* _Exercise brief_:
From the first line to the last, copy the material exactly.

* _Given data_:
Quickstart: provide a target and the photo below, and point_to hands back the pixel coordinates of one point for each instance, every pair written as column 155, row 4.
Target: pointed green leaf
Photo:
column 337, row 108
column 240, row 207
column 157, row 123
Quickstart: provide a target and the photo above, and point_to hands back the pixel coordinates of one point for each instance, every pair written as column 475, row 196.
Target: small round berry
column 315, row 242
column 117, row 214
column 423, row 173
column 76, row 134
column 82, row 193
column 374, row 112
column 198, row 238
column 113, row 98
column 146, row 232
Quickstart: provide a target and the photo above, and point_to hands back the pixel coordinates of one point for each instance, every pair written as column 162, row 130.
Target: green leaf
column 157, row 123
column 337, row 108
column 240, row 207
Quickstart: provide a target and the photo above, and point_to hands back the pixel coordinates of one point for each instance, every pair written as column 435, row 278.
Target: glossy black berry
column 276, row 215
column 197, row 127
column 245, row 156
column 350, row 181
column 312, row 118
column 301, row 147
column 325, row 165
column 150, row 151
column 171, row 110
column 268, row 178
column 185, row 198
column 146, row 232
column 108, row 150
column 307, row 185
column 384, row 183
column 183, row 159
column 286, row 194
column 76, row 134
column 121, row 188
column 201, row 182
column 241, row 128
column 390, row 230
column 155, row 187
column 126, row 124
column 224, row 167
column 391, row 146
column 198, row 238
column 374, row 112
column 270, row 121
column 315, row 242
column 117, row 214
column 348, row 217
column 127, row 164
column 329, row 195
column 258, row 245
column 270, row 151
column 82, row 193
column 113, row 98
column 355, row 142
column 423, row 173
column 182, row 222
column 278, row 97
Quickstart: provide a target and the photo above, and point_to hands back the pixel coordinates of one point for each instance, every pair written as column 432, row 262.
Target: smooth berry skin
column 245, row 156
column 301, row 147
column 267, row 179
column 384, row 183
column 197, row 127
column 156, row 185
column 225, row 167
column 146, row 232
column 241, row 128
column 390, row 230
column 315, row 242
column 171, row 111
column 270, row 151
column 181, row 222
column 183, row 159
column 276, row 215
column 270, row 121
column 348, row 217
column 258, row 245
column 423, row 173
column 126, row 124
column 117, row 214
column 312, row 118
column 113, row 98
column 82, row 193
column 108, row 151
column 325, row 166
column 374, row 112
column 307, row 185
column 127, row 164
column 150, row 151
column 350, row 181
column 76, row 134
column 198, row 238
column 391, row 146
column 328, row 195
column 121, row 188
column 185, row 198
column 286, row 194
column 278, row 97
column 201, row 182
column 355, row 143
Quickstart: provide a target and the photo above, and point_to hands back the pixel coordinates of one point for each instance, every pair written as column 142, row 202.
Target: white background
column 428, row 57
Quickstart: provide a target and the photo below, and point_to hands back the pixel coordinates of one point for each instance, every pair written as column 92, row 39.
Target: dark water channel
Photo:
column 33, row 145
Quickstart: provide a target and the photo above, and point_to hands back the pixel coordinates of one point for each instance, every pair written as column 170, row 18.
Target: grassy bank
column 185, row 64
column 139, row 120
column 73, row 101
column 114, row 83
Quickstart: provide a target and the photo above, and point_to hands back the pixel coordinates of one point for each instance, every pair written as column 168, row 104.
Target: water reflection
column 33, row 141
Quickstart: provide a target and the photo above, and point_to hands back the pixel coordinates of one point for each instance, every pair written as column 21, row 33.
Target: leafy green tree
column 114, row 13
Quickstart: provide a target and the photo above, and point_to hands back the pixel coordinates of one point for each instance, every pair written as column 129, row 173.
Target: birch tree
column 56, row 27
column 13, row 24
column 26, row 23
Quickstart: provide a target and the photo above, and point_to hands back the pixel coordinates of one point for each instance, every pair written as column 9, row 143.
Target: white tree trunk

* _Result of this task_:
Quickstart: provide a target and the photo below, and point_to hands back the pixel coordinates of one point for each instance, every pair written as column 155, row 4.
Target: pointed green leaf
Photo:
column 337, row 108
column 240, row 207
column 157, row 123
Quickstart: provide a target and the photo above, and point_to hands back the pixel coordinates of one point for each instance, every pair written as column 475, row 196.
Target: small round berry
column 315, row 242
column 117, row 214
column 423, row 173
column 76, row 134
column 82, row 193
column 374, row 112
column 198, row 238
column 113, row 98
column 146, row 232
Quickstart: provide a target and the photo above, and point_to hands back the pixel coordinates of one point for each instance, every pair written as column 162, row 130.
Target: green leaf
column 157, row 123
column 337, row 108
column 240, row 207
Quickstart: provide a target and the photo above, and point_to hands back the pixel coordinates of one point for each instance, every pair written as column 435, row 278.
Target: glossy black berry
column 276, row 215
column 197, row 127
column 245, row 156
column 350, row 181
column 312, row 118
column 301, row 147
column 325, row 165
column 150, row 151
column 171, row 110
column 268, row 178
column 185, row 198
column 146, row 232
column 108, row 150
column 307, row 185
column 384, row 183
column 183, row 159
column 286, row 194
column 76, row 134
column 121, row 188
column 201, row 182
column 241, row 128
column 390, row 230
column 155, row 187
column 126, row 124
column 224, row 167
column 391, row 146
column 198, row 238
column 374, row 112
column 270, row 121
column 315, row 242
column 117, row 214
column 348, row 217
column 127, row 164
column 329, row 195
column 258, row 245
column 270, row 151
column 82, row 193
column 113, row 98
column 355, row 142
column 423, row 173
column 182, row 222
column 278, row 97
Quickstart: provide a target and the photo above, and point_to hands back the pixel coordinates of one point for each instance, every pair written as column 432, row 262.
Target: smooth berry skin
column 245, row 156
column 301, row 147
column 267, row 179
column 384, row 183
column 197, row 127
column 156, row 185
column 225, row 167
column 146, row 232
column 241, row 128
column 390, row 230
column 315, row 242
column 171, row 111
column 270, row 151
column 181, row 222
column 183, row 159
column 276, row 215
column 270, row 121
column 348, row 217
column 258, row 245
column 423, row 173
column 126, row 124
column 117, row 214
column 312, row 118
column 113, row 98
column 82, row 193
column 108, row 151
column 325, row 166
column 374, row 112
column 307, row 185
column 127, row 164
column 150, row 151
column 350, row 181
column 76, row 134
column 198, row 238
column 391, row 146
column 328, row 195
column 121, row 188
column 185, row 198
column 286, row 194
column 278, row 97
column 201, row 182
column 355, row 143
Quickstart: provide a target and the photo above, and point_to hands back the pixel coordinates of one point for each instance, every pair written as column 142, row 202.
Target: white background
column 428, row 57
Quickstart: provide a target and the photo below, and point_to hands back the pixel coordinates of one point for each instance, every pair written as column 92, row 39.
Target: dark water channel
Photo:
column 33, row 145
Quickstart: provide a target and the photo above, and point_to hands back the pixel coordinates of one point for each instance, every pair written as column 170, row 18.
Target: grassy bank
column 185, row 64
column 139, row 120
column 73, row 101
column 114, row 83
Quickstart: provide a target and the photo above, and point_to hands back the pixel coordinates of one point for each instance, every pair written as column 168, row 104.
Target: water reflection
column 33, row 141
Quickstart: provide a target and the photo above, and point_to hands back the pixel coordinates of one point for each instance, every pair written as column 21, row 33.
Target: leafy green tree
column 114, row 13
Quickstart: provide a target and the photo above, and point_to hands back the pixel coordinates of one point for each instance, every pair written as column 129, row 173.
Target: birch tree
column 56, row 27
column 13, row 24
column 26, row 23
Quickstart: provide a target and the photo above, and point_to hands back the pixel coordinates of one point for each instance, every pair written as column 9, row 143.
Target: white tree trunk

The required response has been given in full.